Rewrite all the entries below in full, including their requests, but multiply every polygon vertex coordinate in the answers by 0.9 and round to whole numbers, with halves rounded up. Omit the pictures from your output.
===== Records provided =====
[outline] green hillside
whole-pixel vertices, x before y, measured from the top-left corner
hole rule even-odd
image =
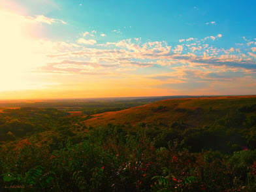
[[[1,191],[256,190],[256,96],[5,109],[0,140]]]

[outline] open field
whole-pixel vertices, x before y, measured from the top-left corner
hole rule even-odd
[[[150,101],[2,106],[0,186],[255,191],[255,95]]]

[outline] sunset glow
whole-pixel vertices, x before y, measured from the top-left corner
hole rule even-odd
[[[0,99],[256,93],[256,2],[1,1]]]

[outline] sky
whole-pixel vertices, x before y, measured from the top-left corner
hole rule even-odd
[[[256,1],[1,0],[0,99],[256,94]]]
=====
● **Solution for this exercise**:
[outline] green hillside
whole-pixel vertices, x before y, measured from the top-left corner
hole rule even-odd
image =
[[[1,172],[230,171],[230,86],[5,98],[0,126]]]

[outline] open field
whole-pixel vertices, x before y, measured from the top-left corner
hole rule even-odd
[[[135,91],[2,95],[0,167],[230,172],[230,86]]]

[outline] sunset glow
whole-pixel vertices, x before y, measured from the top-left corner
hole rule even-odd
[[[0,89],[230,84],[230,2],[1,1]]]

[outline] sky
whole-pixel vertices, x before y, measured from the top-left corner
hole rule even-odd
[[[230,1],[1,0],[0,89],[230,85]]]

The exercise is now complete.